Top of SUPPLIED DATA
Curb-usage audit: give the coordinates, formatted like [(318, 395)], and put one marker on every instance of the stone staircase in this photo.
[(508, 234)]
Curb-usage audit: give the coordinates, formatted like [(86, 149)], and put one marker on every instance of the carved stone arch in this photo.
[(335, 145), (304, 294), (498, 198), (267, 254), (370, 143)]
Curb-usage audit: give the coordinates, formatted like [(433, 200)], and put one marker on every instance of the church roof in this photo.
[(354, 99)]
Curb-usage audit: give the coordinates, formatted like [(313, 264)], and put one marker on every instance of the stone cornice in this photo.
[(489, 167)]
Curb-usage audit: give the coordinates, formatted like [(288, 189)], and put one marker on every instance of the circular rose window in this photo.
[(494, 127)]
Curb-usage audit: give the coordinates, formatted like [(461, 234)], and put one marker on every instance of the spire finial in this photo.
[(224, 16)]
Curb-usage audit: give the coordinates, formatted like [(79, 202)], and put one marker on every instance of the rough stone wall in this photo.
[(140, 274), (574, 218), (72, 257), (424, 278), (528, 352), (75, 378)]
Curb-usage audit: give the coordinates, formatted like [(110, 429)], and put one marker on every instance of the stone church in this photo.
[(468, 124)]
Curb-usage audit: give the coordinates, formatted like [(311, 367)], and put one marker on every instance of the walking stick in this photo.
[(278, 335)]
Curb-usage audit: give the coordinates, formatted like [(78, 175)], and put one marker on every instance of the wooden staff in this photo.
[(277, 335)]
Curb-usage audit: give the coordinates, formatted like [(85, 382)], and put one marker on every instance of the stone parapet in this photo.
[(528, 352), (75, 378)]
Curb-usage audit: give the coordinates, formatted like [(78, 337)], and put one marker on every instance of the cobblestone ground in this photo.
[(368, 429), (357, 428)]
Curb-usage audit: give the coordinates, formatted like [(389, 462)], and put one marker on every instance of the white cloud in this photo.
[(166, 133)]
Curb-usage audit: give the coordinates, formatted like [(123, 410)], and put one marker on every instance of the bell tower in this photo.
Bottom of SUPPLIED DATA
WORK ORDER:
Reproduce exactly, with nothing added, the lines from the one that contains "ground in this photo." to the end of the data.

SOLUTION:
Curb-usage audit: give the coordinates, formatted like [(78, 337)], and put one marker on every instance of the cobblestone ground in this photo.
[(368, 429), (357, 428)]
Curb-usage audit: give the coordinates, formatted like [(389, 462)], and put one marker on every instance of the white cloud in this photo.
[(166, 133)]
Curb-usage audit: give the coordinates, formatted like [(123, 410)], and put one marker on every instance of the bell tower in this photo.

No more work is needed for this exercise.